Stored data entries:
__________________________________________________
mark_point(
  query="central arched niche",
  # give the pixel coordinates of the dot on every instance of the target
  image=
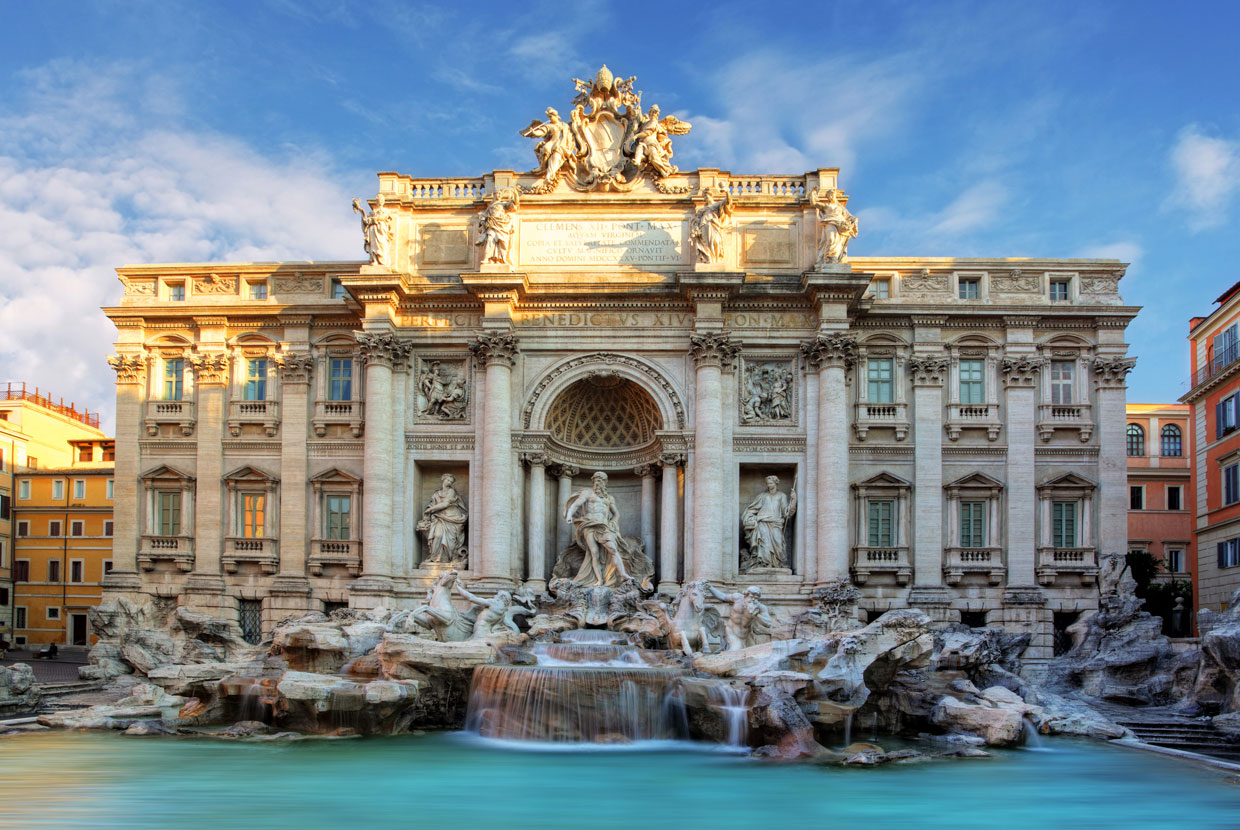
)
__________________________________________________
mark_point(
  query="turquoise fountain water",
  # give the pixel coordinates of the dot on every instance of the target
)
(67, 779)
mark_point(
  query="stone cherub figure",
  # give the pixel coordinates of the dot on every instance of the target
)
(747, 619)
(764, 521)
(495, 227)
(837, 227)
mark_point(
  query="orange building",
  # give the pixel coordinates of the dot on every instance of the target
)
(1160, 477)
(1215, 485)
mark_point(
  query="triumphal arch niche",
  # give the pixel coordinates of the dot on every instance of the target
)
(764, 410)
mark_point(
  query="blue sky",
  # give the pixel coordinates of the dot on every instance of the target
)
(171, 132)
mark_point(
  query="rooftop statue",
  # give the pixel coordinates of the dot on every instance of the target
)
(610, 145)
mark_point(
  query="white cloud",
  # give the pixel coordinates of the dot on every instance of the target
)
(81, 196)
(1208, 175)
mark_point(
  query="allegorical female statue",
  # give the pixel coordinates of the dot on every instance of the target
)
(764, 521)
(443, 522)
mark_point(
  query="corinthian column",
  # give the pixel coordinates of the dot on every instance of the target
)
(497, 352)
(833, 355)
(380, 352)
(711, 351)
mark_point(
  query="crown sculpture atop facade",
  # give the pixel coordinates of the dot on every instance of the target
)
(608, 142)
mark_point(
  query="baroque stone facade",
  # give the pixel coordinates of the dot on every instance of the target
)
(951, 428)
__________________________________________________
● **What you have to do**
Pull out each line of the entries above that contains the string "query".

● **Reply to the exercise**
  query="central arched niche",
  query="turquoise fountain water",
  query="stone cherub figure",
  query="orange building",
  query="triumphal arch niche",
  query="blue sky",
  query="rooftop statue",
  query="white cloud",
  query="allegorical female statue",
  query="corinthian column",
  query="crown sculpture atop facade",
  query="baroque stone facade",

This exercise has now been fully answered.